## Excerpted text:
══════════
> table(infert$education,infert$parity)
and you get a very sparse tabulation of the parity (number of births) by educational attainment. You try the enhanced version of this function,
> xtabs(infert$education,infert$parity)
and are faced with a slightly more informative display. Unfortunately,
you know that Bronwyn will want to know what percentage
of women who completed high school had 2 or fewer children and Hans will have to
have a chi-squared test for every contingency table. Let's see what can be done.
R follows the precepts of a bunch of
brilliant people at Bell Labs in making statistics modular. That is,
individual functions do fairly simple, general things very well, and
intelligently combining the modules will do almost anything that you want. The
beginner's problem is usually figuring out what the heck are the functions that
will do the particular things that they want.
We'll use the example data frame infert
provided with
R to illustrate how to build on that. First,
let's find and retrieve the data.
> show.data() ... freeny Freeny's Revenue Data infert Secondary infertility matched case-control study iris Edgar Anderson's Iris Data as data.frame ... > data(infert)
A quick summary of the data will reveal that parity ranges from 1-6. This will have to be reduced to two categories. That's pretty easy to do by assigning the output of a logical comparison.
> gt2<-infert$parity>2 > table(infert$education,gt2) ...
The observant reader may ask why the comparison "greater than" was used rather than "less than or equal to". Convenience is the answer. By default, R orders factors, and FALSE (0) is less than TRUE (1). Using "greater than" here gets the factors "right way round", rather than having "more than 2" in the first column and "less than or equal to 2" in the second. When factors are coded as labels, they are ordered alphabetically. You can explicitly order factors if you wish.
This is still a pretty laconic table which will have to be explained. Putting
the dimnames
in will help.
> table(infert$education,gt2,dnn=c("Education","Parity"))
It would also be nice if there were some descriptive labels rather than just
"FALSE" and "TRUE". The really useful function ifelse()
will do
the trick.
> gt2<-ifelse(infert$parity>2,"Over 2","2 or less")
> table(infert$education,gt2,dnn=c("Education","Parity"))
Notice how the labels have been doctored so that they will be in the
conventional order. Now we have a reasonable looking contingency table, but
what about Bronwyn's percentages and Hans' chi-squares? We're going to have to
go a bit beyond what table()
will do to get output that will satisfy
them. Let's go through the function
format.xtab().
══════════
## Information given:
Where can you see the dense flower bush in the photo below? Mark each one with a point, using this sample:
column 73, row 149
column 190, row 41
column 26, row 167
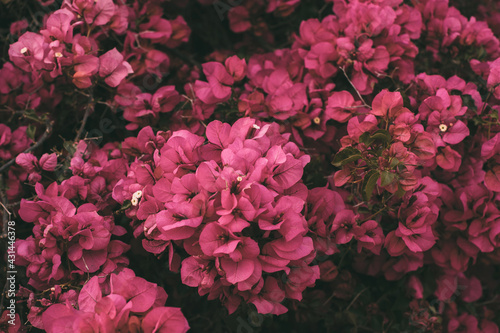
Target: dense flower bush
column 326, row 165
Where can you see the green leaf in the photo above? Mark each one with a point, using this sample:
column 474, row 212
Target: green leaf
column 369, row 183
column 381, row 136
column 394, row 162
column 346, row 155
column 387, row 178
column 30, row 132
column 400, row 192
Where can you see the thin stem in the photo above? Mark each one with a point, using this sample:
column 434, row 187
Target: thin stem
column 88, row 110
column 355, row 298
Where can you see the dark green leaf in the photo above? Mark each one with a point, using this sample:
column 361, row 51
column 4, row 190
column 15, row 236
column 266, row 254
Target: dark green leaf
column 365, row 138
column 394, row 162
column 382, row 136
column 346, row 155
column 30, row 132
column 369, row 183
column 387, row 178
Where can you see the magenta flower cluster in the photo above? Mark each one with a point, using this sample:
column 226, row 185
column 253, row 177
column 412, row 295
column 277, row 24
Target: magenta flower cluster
column 357, row 143
column 234, row 204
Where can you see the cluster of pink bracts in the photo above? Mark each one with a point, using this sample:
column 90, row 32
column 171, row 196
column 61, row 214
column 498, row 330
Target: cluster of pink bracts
column 416, row 155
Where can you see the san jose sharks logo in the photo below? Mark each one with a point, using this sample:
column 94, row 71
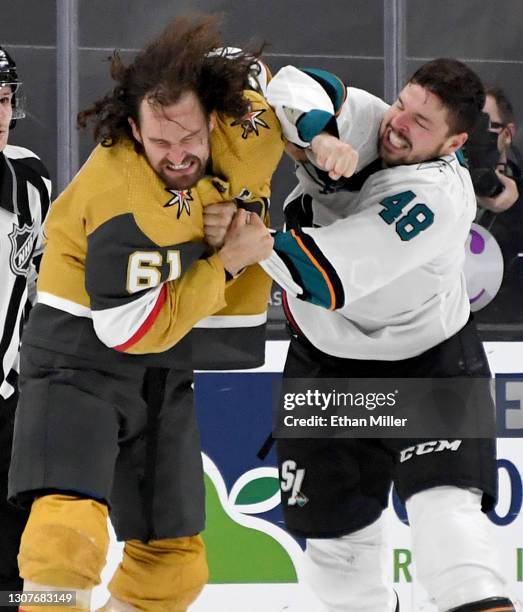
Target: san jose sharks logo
column 182, row 198
column 21, row 239
column 250, row 122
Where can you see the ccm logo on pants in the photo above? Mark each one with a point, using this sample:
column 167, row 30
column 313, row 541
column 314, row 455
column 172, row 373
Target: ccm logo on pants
column 434, row 446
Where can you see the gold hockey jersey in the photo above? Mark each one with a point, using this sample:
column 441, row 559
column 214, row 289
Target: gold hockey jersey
column 126, row 273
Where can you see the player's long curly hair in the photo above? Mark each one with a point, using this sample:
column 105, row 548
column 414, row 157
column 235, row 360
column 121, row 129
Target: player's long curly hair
column 181, row 59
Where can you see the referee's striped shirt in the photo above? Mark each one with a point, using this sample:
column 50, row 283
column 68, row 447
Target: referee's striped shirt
column 25, row 191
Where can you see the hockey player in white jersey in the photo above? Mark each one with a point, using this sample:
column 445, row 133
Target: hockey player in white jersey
column 372, row 268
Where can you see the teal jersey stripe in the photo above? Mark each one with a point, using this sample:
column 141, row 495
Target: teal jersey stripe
column 331, row 83
column 312, row 123
column 461, row 158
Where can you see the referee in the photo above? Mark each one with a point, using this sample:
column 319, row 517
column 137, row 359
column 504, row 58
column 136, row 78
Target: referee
column 25, row 191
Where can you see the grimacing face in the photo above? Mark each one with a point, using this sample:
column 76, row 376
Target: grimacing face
column 415, row 128
column 6, row 114
column 175, row 139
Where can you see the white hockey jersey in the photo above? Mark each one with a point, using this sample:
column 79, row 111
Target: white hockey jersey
column 374, row 268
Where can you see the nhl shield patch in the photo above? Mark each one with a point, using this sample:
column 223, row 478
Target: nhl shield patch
column 22, row 240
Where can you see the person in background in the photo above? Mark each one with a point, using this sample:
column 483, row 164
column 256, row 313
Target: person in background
column 105, row 423
column 502, row 216
column 25, row 190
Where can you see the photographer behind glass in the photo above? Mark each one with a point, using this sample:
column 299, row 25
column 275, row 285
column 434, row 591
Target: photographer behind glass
column 495, row 166
column 494, row 169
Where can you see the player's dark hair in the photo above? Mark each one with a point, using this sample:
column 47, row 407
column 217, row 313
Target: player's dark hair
column 505, row 108
column 178, row 61
column 458, row 87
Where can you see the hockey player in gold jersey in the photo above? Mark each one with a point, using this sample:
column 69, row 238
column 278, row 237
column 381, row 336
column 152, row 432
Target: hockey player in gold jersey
column 130, row 300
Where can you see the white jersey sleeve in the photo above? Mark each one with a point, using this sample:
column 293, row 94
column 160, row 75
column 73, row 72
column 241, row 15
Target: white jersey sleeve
column 310, row 101
column 404, row 218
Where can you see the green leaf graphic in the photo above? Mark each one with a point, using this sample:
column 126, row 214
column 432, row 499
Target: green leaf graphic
column 258, row 490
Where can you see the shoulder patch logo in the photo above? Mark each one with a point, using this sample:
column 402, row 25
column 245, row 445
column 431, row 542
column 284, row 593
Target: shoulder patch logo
column 182, row 198
column 250, row 123
column 22, row 240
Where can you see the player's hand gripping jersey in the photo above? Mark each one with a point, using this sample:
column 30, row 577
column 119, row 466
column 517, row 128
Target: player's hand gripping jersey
column 381, row 252
column 125, row 262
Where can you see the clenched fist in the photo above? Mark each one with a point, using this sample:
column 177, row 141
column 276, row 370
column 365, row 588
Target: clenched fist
column 334, row 156
column 217, row 219
column 247, row 242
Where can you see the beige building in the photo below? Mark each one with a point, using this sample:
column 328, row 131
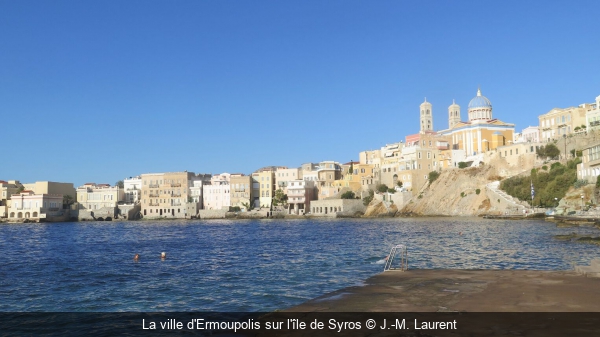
══════════
## Required tasks:
(a) In the R tabulation tutorial, rewrite the paragraph beginning "The observant reader may ask" as a short bulleted list that keeps its main facts.
(b) Output the part of the R tabulation tutorial starting at "and are faced" and ending at "that they want.".

## Written answers:
(a)
- "Greater than" was used instead of "less than or equal to" for convenience.
- By default, R orders factors, and FALSE (0) is less than TRUE (1).
- With "greater than," the factors come out the right way round: "less than or equal to 2" is in the first column and "more than 2" is in the second, not the other way round.
- Factors coded as labels are ordered alphabetically.
- Factors can be ordered explicitly if desired.

(b)
and are faced with a slightly more informative display. Unfortunately,
you know that Bronwyn will want to know what percentage
of women who completed high school had 2 or fewer children and Hans will have to
have a chi-squared test for every contingency table. Let's see what can be done.
R follows the precepts of a bunch of
brilliant people at Bell Labs in making statistics modular. That is,
individual functions do fairly simple, general things very well, and
intelligently combining the modules will do almost anything that you want. The
beginner's problem is usually figuring out what the heck are the functions that
will do the particular things that they want.